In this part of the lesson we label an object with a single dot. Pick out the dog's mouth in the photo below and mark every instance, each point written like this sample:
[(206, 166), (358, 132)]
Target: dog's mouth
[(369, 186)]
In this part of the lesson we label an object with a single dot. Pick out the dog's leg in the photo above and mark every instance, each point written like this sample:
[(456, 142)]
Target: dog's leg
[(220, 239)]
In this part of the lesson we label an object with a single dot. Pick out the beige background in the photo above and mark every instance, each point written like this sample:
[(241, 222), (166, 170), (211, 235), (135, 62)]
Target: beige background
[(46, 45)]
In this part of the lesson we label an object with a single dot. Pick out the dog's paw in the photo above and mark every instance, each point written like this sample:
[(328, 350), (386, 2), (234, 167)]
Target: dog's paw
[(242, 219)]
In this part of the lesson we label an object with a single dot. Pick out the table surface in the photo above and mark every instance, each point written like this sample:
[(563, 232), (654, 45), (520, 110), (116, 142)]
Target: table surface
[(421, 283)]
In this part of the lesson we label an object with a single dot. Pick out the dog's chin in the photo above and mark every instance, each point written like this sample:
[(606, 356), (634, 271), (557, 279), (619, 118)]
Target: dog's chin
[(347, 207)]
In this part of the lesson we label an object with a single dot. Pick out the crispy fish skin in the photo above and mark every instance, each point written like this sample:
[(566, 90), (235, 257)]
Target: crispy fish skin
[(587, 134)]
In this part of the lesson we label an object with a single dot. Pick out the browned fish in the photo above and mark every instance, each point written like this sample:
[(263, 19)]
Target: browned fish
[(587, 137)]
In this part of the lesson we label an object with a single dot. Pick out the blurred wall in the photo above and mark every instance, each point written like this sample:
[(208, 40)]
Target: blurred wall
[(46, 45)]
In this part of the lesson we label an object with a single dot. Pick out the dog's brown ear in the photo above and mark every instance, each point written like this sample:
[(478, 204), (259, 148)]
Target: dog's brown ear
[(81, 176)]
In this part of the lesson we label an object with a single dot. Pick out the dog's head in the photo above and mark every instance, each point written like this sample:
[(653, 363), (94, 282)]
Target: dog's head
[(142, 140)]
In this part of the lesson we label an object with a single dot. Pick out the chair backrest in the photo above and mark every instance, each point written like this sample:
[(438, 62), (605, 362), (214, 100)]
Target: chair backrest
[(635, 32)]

***

# [Problem requirements]
Reproduce every line of the data verbatim.

# [Finished exercise]
In this part of the lesson we label an object with a single dot. Pick out the dog's mouth in the photo below and mark every instance, each point written like this sample:
[(206, 166), (358, 132)]
Target: dog's mouth
[(369, 186)]
In this part of the lesson we label an object with a single dot. Pick out the dog's leg in the photo above and mark every instance, each point written like this sample:
[(456, 142)]
Target: dog's leg
[(220, 239)]
In this part of the lesson we label an object with a single dot. Pick out the beige background in the photo above and mark every instance, each point written like this sample:
[(241, 222), (166, 170), (211, 235), (135, 62)]
Target: beige background
[(46, 45)]
In this part of the lesson we label an object with a single dot. Pick out the dog's paw in the photo above and mark every instance, each point written like this sample:
[(328, 350), (386, 2), (234, 167)]
Target: dog's paw
[(242, 219)]
In this part of the lesson we label an object with a single dot. Pick out the table surface in the photo above and mark every instance, each point written like this sample:
[(563, 232), (654, 45), (520, 110), (116, 142)]
Target: table surface
[(421, 283)]
In this part of the lesson we label an object with a single dot. Pick out the dog's chin in the photo above and mark every instance, each point written like this sample:
[(606, 356), (634, 271), (557, 279), (619, 118)]
Target: dog's chin
[(347, 207)]
In this part of the lesson we label an object with a single dot. Pick out the crispy fish skin in the photo above and mark every instance, each point written like this sample:
[(566, 90), (235, 257)]
Target: crispy fish skin
[(587, 134)]
In this part of the lesson we label an object with a single dot. Pick out the browned fish in the photo above and mark every instance, each point written like this sample:
[(263, 19)]
Target: browned fish
[(587, 137)]
In this part of the lesson we label an object with a single dot. Pick out the blurred wall in the photo above and mark every instance, each point written like this sample:
[(208, 40)]
Target: blurred wall
[(46, 45)]
In this part of the lesson we label an object with a single dot. Pick out the dog's brown ear in the photo above and mark every instance, each point written like this sample:
[(478, 204), (259, 148)]
Target: dog's brown ear
[(81, 176)]
In this part of the lesson we label an object with a single dot. Pick out the dog's head in the photo above and mark every instance, each point written like this sample:
[(653, 363), (94, 282)]
Target: dog's head
[(142, 140)]
In this part of the lesson we label an object with a single dot. Pick out the chair backrest in the photo above and mark every instance, each point written like this sample:
[(438, 62), (605, 362), (214, 100)]
Target: chair backrest
[(635, 32)]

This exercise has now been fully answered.